## SOAL LATIHAN A
Jawablah pertanyaan berikut berdasarkan teks bacaan tentang Pilkada tidak langsung.
(i) Siapa yang menyatakan bahwa demokrasi baru terkonsolidasi manakala menjadi satu-satunya "permainan" yang disepakati?
(ii) Apa judul buku Samuel Huntington yang dikutip, dan tahun berapa yang dicantumkan?
(iii) Apa judul buku Larry Diamond yang disebut, dan tahun berapa yang dicantumkan?

## TEKS BACAAN
----------------------------------------
Kontroversi Pilkada Tak Langsung

Agustin Dwi HaryantiOleh :
Agustin Dwi Haryanti
Pengajar Universitas Muhammadiyah Malang

Akhir-akhir ini wacana Pilkada tidak langsung menjadi sorotan publik, karena di kemudian hari dianggap menjadi sebuah ancaman dalam berdemokrasi. Demokrasi berada dalam ancaman ketika semakin banyak aktor yang luntur kepercayaannya terhadap demokrasi dan kemudian memiliki skenario lain yang berlawanan dengan arus demokratisasi.
Sebenarnya dalam berdemokrasi tidak ada satu metode yang harus pakem, sehingga demokrasi baru terkonsolidasi manakala ia menjadi satu-satunya metode atau “permainan” yang disepakati (the Only Games in Town), demikianlah ungkapan Juan Linz dalam buku proses demokrasi di negara berkembang (1992). Ungkapan Juan Linz tersebut dapat diartinya, semakin tinggi keyakinan semua pihak bahwa demokrasi adalah satu-satunya jembatan untuk menggapai kesejahteraan.
Realiatas tersebut setidaknya menunjukkan bahwa demokrasi itu fluktuatif. Senada dengan ungkapan Samuel Huntington dalam buku Gelombang Demokrasi Ketiga (1993) mengatakan bahwa tidak menjadi jaminan sebuah negara yang sudah stabil level demokrasinya akan terus berada dalam kondisi stabil. Bagi negara yang gagal merawat benih-benih demokratisasinya, konsekuensinya bukan sekadar mengalami stagnasi demokrasi, melainkan juga arus balik demokrasi yang ditandai dengan menguatnya kembali sistem politik konservatif (status quo), atau bahkan sistem politik kontra-demokrasi (otoritarianisme) dan upaya yang bisa dilakukan untuk menepis kondisi itu salah satunya dengan konsolidasi demokrasi.
Konsolidasi Demokrasi
Adapun tokoh yang menyarankan akan pentingnya konsolidasi demokrasi sebagai kunci menuju tatanan demokrasi dan mencegah arus balik demokrasi adalah Huntington sebagaimana juga Robert Dahl dalam On Democracy (1996) dan Larry Diamond dalam Developing Democracy (1998). Konsolidasi demokrasi adalah peningkatan secara prinsipil komitmen seluruh elemen masyarakat pada aturan main demokrasi.
----------------------------------------
## BAHAN YANG DISEDIAKAN
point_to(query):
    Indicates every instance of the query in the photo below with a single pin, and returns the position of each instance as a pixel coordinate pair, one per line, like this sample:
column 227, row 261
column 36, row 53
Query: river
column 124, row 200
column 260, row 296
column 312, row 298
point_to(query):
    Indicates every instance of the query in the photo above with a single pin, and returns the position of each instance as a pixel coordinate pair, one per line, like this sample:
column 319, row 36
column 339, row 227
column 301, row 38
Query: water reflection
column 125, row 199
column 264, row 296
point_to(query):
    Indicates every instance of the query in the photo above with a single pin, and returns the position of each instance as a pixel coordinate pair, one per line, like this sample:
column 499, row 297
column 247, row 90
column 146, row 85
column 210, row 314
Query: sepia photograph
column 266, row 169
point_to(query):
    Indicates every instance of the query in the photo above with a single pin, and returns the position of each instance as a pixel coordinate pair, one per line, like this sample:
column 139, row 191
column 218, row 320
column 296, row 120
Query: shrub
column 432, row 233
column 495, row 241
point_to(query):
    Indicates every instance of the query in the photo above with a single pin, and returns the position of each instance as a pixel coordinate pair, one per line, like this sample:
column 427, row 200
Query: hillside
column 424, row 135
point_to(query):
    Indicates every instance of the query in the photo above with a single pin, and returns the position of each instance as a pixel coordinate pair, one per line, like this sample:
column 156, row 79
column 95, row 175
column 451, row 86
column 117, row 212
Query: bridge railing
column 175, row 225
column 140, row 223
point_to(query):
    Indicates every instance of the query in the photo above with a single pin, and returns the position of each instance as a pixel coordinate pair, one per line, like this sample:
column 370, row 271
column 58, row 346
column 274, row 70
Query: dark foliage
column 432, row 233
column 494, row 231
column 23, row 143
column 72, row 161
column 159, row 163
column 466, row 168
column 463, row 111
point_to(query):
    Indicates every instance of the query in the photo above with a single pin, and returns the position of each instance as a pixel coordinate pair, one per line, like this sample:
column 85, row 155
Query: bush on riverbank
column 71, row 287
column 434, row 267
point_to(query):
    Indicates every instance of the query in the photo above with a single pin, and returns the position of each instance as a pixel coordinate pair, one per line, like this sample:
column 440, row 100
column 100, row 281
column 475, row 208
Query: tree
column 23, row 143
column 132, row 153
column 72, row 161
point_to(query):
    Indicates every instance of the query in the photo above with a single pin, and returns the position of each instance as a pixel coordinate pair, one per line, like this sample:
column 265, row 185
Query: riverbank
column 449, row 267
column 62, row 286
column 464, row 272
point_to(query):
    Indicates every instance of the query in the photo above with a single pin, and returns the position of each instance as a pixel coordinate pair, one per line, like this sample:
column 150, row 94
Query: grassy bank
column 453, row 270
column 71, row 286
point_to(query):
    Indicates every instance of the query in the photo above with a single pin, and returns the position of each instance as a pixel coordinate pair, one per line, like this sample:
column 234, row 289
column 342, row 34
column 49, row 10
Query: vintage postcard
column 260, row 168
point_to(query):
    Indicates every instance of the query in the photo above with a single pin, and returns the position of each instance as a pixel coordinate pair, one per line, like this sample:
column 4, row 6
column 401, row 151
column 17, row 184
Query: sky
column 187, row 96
----------------------------------------
## SOAL LATIHAN B
Temukan setiap baris dalam entri yang mengandung kata "riverbank", lalu salin baris-baris itu.

## JAWABAN SOAL A
(i) Juan Linz.
(ii) Gelombang Demokrasi Ketiga, tahun 1993.
(iii) Developing Democracy, tahun 1998.

## JAWABAN SOAL B
Query: bush on riverbank
Query: riverbank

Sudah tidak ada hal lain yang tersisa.